• Task 1:
Extract every line of the listing that contains the word "coral".

• Extract to read:

-- BEGIN --

I did not say that. I said if they are going to RETEACH it (as in, teach it all over again from scratch) then you wouldn't need to have learned it on BMOQ. 

"If they're going to reteach that, then there's really nothing I can think of he's going to be missing that he's going to need."

That is to say, it would not be *detrimental* if he did not already know it, *if* it were going to be *taught* (not used... taught) again anyway. Would it be advantageous to already know it beforehand, absolutely. I was not stating or implying that BMOQ was useless. I certainly am not qualified to go around calling any training useless.

That said, I have since received a PM from somebody saying that on CAP we will do a bit of review of SMESC with some TEWTs for practice, but will already be expected to know it, so... I don't know how the PRes guys can go from BMQ to CAP, not sure how they can pull that off... unless I'm wrong about PRes Officers doing a BMQ (I am wrong an awful lot...).

-- END --

• Available records:
-- BEGIN --

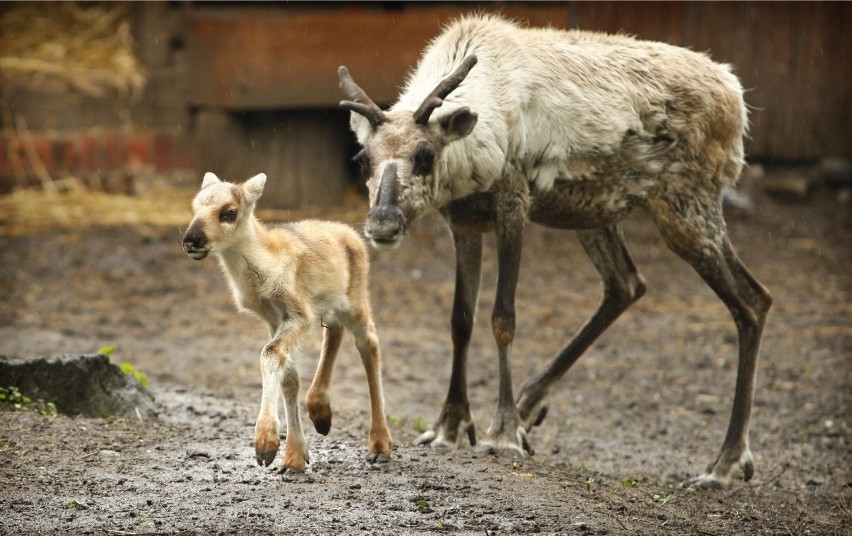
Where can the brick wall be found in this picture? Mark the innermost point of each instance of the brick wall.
(119, 160)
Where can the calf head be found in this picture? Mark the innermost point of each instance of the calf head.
(221, 211)
(401, 153)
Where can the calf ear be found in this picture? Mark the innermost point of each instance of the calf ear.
(209, 180)
(254, 187)
(458, 124)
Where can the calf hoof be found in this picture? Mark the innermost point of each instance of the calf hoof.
(265, 455)
(380, 449)
(320, 414)
(295, 455)
(294, 462)
(322, 426)
(266, 444)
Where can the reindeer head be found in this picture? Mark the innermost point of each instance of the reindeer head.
(401, 151)
(221, 211)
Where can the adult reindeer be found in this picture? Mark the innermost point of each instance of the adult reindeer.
(500, 125)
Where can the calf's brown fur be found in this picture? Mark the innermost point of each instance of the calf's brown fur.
(292, 276)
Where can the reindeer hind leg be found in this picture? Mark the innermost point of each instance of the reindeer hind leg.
(623, 285)
(693, 227)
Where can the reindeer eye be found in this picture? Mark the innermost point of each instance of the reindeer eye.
(423, 158)
(228, 216)
(363, 161)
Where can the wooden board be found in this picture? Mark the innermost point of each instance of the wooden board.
(244, 59)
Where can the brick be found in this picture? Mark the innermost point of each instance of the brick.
(162, 153)
(44, 149)
(89, 160)
(114, 150)
(138, 153)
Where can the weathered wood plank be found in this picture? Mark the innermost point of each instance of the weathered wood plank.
(286, 59)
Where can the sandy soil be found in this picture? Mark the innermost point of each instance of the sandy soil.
(646, 407)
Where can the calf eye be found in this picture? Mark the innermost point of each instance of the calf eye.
(423, 158)
(228, 216)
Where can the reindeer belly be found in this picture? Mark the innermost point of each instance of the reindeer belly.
(581, 204)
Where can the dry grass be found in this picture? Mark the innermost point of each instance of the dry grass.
(88, 46)
(33, 211)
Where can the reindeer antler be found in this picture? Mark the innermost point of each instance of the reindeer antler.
(447, 85)
(360, 103)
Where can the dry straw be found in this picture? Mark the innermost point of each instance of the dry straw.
(89, 47)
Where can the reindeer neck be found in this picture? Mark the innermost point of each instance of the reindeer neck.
(246, 247)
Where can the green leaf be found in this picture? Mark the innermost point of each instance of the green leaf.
(140, 376)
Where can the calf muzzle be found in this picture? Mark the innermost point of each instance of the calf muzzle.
(195, 243)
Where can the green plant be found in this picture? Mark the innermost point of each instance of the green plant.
(419, 425)
(20, 402)
(127, 368)
(140, 376)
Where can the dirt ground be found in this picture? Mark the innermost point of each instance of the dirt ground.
(644, 409)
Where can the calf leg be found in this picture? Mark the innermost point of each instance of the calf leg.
(696, 232)
(266, 440)
(622, 286)
(455, 420)
(380, 443)
(280, 376)
(317, 401)
(295, 447)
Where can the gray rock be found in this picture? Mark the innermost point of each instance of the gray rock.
(88, 385)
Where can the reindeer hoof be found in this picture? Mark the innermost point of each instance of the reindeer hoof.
(323, 427)
(705, 481)
(266, 448)
(265, 457)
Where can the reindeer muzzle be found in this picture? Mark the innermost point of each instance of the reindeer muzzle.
(195, 243)
(385, 225)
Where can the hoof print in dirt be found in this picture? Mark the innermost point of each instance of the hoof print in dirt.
(88, 385)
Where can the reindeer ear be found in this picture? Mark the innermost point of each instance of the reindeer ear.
(209, 180)
(254, 187)
(360, 127)
(458, 124)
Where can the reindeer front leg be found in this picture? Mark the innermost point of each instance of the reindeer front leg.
(506, 435)
(455, 420)
(280, 377)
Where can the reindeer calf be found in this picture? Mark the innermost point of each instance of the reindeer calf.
(291, 276)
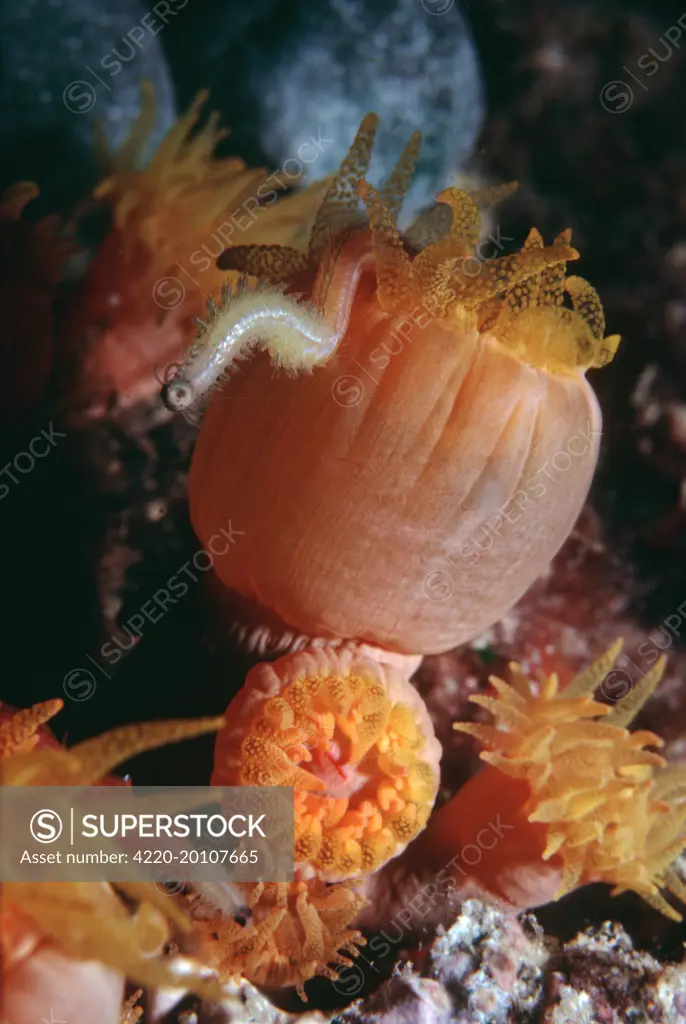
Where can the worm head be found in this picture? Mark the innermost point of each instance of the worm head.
(178, 394)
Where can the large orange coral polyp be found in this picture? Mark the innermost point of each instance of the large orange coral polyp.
(353, 739)
(451, 438)
(582, 799)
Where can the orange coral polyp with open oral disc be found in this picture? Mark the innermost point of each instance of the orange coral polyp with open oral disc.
(402, 493)
(575, 797)
(354, 740)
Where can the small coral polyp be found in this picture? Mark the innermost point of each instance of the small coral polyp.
(433, 388)
(88, 921)
(298, 931)
(582, 798)
(353, 739)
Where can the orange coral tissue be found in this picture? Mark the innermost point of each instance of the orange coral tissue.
(577, 797)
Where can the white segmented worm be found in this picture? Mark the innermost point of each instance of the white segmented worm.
(297, 335)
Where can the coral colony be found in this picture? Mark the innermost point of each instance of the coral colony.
(354, 495)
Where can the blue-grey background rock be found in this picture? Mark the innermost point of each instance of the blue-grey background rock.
(304, 69)
(67, 64)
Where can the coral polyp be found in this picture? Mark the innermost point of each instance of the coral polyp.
(297, 931)
(353, 739)
(78, 923)
(171, 216)
(413, 452)
(583, 799)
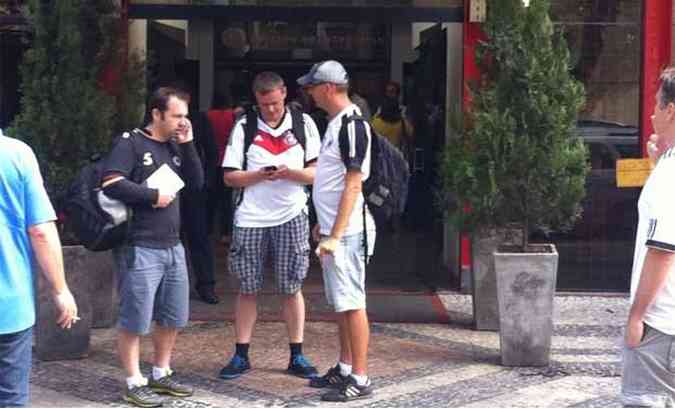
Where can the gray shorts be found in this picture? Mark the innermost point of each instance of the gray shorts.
(288, 244)
(155, 287)
(648, 377)
(344, 273)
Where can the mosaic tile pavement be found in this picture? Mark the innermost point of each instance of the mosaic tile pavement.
(411, 364)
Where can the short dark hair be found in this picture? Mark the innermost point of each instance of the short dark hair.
(666, 93)
(395, 85)
(159, 99)
(267, 81)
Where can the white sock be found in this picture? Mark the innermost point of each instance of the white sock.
(361, 380)
(158, 373)
(345, 370)
(138, 380)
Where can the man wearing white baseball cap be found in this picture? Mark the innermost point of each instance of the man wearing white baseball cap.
(343, 165)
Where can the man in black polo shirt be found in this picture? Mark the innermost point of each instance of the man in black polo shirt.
(152, 274)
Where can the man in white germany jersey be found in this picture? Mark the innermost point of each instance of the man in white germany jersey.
(272, 169)
(648, 378)
(344, 225)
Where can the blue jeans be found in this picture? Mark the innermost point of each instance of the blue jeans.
(15, 364)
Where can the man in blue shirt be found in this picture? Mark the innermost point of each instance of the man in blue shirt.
(26, 228)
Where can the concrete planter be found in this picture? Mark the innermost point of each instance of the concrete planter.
(483, 278)
(89, 276)
(525, 290)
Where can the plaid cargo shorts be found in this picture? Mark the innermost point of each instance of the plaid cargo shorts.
(288, 244)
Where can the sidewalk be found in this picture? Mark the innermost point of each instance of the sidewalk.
(412, 365)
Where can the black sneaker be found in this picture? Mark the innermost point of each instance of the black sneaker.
(208, 295)
(301, 367)
(349, 390)
(237, 367)
(167, 385)
(332, 379)
(142, 396)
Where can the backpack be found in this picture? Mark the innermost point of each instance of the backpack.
(386, 189)
(99, 222)
(251, 129)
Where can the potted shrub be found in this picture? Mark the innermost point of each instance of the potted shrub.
(520, 165)
(67, 117)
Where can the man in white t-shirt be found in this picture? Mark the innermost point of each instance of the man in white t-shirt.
(343, 165)
(648, 378)
(271, 216)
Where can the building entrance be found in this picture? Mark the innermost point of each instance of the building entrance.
(408, 254)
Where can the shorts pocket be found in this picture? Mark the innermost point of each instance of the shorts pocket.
(300, 259)
(237, 260)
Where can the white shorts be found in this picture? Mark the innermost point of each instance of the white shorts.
(344, 273)
(648, 378)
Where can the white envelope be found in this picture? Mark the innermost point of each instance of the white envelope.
(165, 180)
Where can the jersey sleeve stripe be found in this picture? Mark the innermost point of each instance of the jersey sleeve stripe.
(660, 245)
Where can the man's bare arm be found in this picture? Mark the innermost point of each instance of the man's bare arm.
(655, 270)
(47, 248)
(353, 186)
(245, 178)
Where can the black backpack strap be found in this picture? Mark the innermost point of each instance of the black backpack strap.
(343, 136)
(250, 130)
(298, 121)
(343, 141)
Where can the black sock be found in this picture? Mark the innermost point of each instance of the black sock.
(296, 349)
(242, 350)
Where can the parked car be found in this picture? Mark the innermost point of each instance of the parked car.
(608, 211)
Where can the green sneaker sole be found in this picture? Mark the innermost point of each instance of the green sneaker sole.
(141, 403)
(167, 391)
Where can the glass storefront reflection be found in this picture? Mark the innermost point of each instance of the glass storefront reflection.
(604, 38)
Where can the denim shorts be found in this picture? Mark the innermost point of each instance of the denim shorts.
(155, 286)
(647, 379)
(289, 247)
(15, 364)
(344, 273)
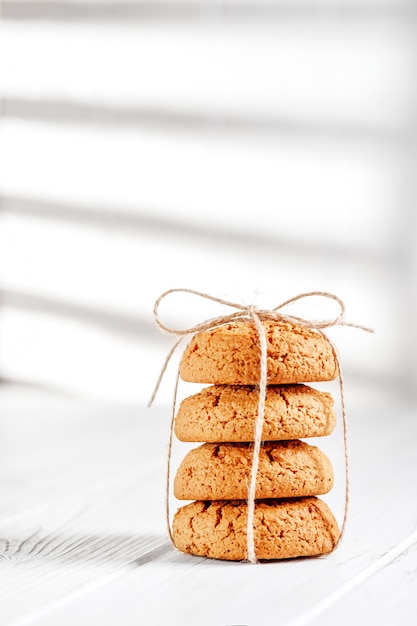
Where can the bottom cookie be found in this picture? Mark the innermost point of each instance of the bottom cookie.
(283, 529)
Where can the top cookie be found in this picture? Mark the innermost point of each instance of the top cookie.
(230, 355)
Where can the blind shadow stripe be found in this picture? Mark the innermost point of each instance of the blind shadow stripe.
(55, 111)
(144, 224)
(160, 10)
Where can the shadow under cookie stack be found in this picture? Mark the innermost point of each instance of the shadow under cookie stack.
(289, 519)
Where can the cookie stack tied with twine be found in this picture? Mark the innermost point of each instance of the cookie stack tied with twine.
(253, 483)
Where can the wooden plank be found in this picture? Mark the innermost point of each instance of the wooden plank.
(388, 597)
(102, 552)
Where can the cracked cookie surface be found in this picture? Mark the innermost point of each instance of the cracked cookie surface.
(283, 529)
(287, 469)
(228, 413)
(230, 354)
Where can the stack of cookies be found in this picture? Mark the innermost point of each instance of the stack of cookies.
(289, 520)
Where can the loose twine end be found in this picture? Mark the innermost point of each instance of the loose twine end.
(255, 315)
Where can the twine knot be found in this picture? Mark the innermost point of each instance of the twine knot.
(252, 313)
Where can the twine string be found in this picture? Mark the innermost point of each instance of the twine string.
(244, 312)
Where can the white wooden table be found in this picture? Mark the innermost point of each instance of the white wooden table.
(83, 538)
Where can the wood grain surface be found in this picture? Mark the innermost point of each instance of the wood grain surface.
(83, 538)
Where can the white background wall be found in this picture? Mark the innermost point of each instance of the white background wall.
(251, 150)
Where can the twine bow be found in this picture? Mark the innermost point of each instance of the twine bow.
(252, 313)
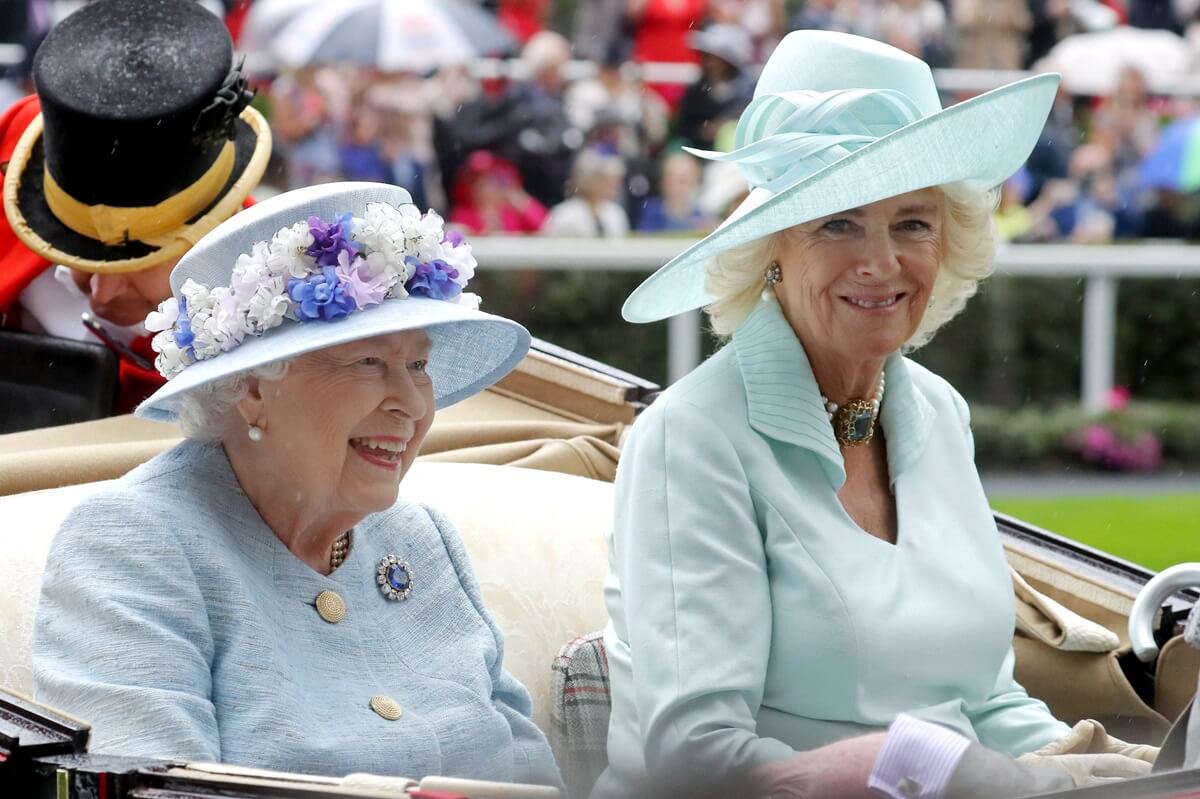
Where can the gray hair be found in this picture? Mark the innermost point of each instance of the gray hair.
(736, 276)
(205, 413)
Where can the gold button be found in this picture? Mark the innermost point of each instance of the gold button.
(387, 707)
(330, 606)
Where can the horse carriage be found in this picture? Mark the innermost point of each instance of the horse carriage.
(529, 463)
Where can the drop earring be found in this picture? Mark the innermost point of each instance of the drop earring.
(774, 275)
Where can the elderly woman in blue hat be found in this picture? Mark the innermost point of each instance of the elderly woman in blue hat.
(803, 556)
(257, 594)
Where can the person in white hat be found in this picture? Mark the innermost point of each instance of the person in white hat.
(801, 562)
(257, 594)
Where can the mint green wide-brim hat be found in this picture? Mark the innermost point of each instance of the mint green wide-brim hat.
(840, 121)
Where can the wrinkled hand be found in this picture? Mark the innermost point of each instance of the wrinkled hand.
(839, 770)
(1090, 755)
(1090, 769)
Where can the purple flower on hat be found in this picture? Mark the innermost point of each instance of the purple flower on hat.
(358, 282)
(435, 280)
(329, 239)
(184, 335)
(321, 296)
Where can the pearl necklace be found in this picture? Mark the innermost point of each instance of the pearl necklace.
(337, 554)
(853, 422)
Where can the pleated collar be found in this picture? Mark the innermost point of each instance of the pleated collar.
(785, 401)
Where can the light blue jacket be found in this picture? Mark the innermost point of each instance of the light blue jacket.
(177, 622)
(750, 616)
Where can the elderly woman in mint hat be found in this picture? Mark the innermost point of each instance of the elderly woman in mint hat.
(803, 556)
(258, 594)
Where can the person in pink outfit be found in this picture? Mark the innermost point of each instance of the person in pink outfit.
(489, 198)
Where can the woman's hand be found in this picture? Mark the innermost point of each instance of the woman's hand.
(1091, 756)
(839, 770)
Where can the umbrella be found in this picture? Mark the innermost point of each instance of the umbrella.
(1175, 161)
(390, 35)
(1091, 64)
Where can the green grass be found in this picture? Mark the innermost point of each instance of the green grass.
(1152, 530)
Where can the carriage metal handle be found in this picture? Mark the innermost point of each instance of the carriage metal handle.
(1150, 599)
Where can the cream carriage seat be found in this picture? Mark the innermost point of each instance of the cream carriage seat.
(537, 541)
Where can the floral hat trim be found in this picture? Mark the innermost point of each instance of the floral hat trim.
(315, 271)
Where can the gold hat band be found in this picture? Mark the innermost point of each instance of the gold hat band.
(115, 224)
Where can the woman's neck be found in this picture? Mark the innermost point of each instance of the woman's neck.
(840, 380)
(301, 521)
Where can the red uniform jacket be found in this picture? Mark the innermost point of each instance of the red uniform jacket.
(19, 266)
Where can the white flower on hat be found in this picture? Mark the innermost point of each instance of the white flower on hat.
(259, 292)
(393, 252)
(265, 308)
(393, 269)
(166, 317)
(287, 257)
(423, 233)
(382, 232)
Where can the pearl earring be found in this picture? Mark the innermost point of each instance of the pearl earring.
(774, 275)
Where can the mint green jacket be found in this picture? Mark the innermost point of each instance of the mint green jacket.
(753, 618)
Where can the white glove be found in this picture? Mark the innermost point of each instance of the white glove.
(1090, 756)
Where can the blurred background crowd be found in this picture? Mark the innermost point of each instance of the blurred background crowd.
(571, 116)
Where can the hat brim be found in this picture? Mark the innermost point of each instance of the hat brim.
(981, 142)
(35, 224)
(471, 349)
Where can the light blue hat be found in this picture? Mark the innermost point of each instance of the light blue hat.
(322, 266)
(839, 121)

-- END --

• Task 2:
Extend the forum post about officer training courses, starting after its last sentence.

• Task result 1:
Where can the large orange coral polyp be found in this picture? Mark the innermost point of each instance of the large orange coral polyp.
Where can the orange coral polyp with open oral disc be found in this picture? Mark the innermost point of each instance of the orange coral polyp with open oral disc.
Where can the small coral polyp be found in this picture? Mark the innermost point of each instance of the small coral polyp.
Where can the orange coral tissue be found in this picture? Mark the innermost point of each instance of the orange coral tissue.
Where can the coral colony be found in this picture? Mark the innermost point of each instance of the coral colony.
Where can the coral polyp be found in this picture? Mark the innermost point of each instance of the coral polyp.

• Task result 2:
----------



## squeezboks (15 Apr 2010)

I can only speak from what I have been told thus far as a PRes OCdt loaded for BMOQ and nominated for BMOQ-L this summer.

According to my CoC, Pres OCdts do BMQ with the troops (called BMOQ Mod 1) and then do a 10 day leadership course (called BMOQ Mod 2).  We then move on to BMOQ-L (formerly CAP).

Perhaps for the PRes, BMOQ Mod 2 is the course that teaches SMESC prior to BMOQ-L.


----------



## ballz (15 Apr 2010)

squeezboks said:
			
		

> I can only speak from what I have been told thus far as a PRes OCdt loaded for BMOQ and nominated for BMOQ-L this summer.
> 
> According to my CoC, Pres OCdts do BMQ with the troops (called BMOQ Mod 1) and then do a 10 day leadership course (called BMOQ Mod 2).  We then move on to BMOQ-L (formerly CAP).
> 
> Perhaps for the PRes, BMOQ Mod 2 is the course that teaches SMESC prior to BMOQ-L.



Well that BMOQ Mod 2 is an important detail. Mod 2, the "leadership course" would definitely be about SMESC. 

Now it is starting line up well with the Reg Force BMOQ, which is also done in 2 mods (albeit it much longer)... 8 weeks for Mod 1 which is basically a compressed version of the Reg Force BMQ, and 6 weeks for Mod 2, which is the leadership portion that deals with SMESC.

EDIT to remove a question: You know what, I'm just going to leave this all alone since it all makes sense for me and I don't want to guess/speculate.


----------



## vonGarvin (15 Apr 2010)

(insert pedantic mode)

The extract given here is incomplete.